Reproduce every one of the following entries verbatim, keeping each line unchanged.
******************************
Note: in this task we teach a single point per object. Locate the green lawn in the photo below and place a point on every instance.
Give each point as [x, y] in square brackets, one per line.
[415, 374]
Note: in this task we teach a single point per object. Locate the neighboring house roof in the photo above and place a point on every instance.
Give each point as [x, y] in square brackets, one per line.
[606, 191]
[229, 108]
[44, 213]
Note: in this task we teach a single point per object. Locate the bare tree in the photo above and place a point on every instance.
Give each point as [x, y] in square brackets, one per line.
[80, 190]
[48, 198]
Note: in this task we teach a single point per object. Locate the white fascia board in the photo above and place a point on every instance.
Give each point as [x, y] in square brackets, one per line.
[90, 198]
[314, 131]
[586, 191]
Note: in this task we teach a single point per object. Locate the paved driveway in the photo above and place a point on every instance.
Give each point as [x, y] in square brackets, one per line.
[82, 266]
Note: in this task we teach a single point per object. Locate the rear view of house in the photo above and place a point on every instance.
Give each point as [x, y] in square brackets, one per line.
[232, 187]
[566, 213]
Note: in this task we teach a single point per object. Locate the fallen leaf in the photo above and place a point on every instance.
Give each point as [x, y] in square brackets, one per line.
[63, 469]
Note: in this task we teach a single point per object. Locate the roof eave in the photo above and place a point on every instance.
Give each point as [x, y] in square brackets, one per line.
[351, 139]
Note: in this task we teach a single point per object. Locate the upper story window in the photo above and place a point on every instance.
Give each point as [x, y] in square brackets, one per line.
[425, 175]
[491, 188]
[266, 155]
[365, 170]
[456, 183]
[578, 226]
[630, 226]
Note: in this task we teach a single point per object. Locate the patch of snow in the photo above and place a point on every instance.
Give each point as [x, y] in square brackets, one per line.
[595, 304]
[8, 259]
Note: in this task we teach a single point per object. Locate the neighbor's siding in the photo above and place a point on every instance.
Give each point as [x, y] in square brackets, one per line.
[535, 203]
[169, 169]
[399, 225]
******************************
**Output for this exercise:**
Note: in this task we teach a single point per object. Locate the green lawn in the photo below and place a point on every instance.
Give each point as [x, y] in square brackets, one per line.
[415, 374]
Note: in this task we teach a single point per object. Locate the neighboring house roof in the photo above and place a point on every instance.
Give each point as [x, y] in square brackets, one per line.
[606, 191]
[229, 108]
[44, 213]
Note: in this task we teach a single point per object. Locate the bare tree in the photo above and place a point on every instance.
Give each point as [x, y] in square brackets, one per line.
[80, 190]
[48, 198]
Note: in this task we teach a single point per object. Locate the white fascia board in the photo above and place a point on every instance.
Give each point as [x, y] in square brackets, one per line.
[90, 198]
[314, 131]
[586, 191]
Note: in this task we teach a single point per object. Locate the paved driveway in the photo above and place a point on every instance.
Give each point as [x, y] in square brackets, one per line.
[82, 266]
Note: in this task we teach a single point per object. Locate the rear view of house in the photo above and place a point on every instance.
Give each point as [x, y] in square brackets, one per line.
[232, 187]
[566, 213]
Note: in this task we teach a single point per object. Locate the fallen leaf in the photo above and place a point on every instance.
Give each point as [x, y] in square brackets, one per line.
[63, 469]
Note: in this task we teach a single point per object. Locate the roof eave in the photo above and place a point on every instance.
Give each point as [x, y] in square brackets, one per line.
[351, 139]
Note: in this task we teach a single point per object. Locate the upper story window in the photo above and place a point on every instance.
Give each point as [x, y] in square brackets, one per line.
[425, 175]
[491, 188]
[266, 155]
[365, 170]
[456, 183]
[578, 226]
[630, 226]
Note: in this task we teach a single point per object. Locate the patch of snow in the photo above and place a point on every instance.
Give each point as [x, y] in square brackets, one per line.
[595, 304]
[8, 259]
Note: in this task we teach a single point per object. Locate the neighbor's siding in the photo above and place a point on every instance.
Give each point as [x, y] in square brackets, one per line.
[535, 203]
[169, 169]
[399, 225]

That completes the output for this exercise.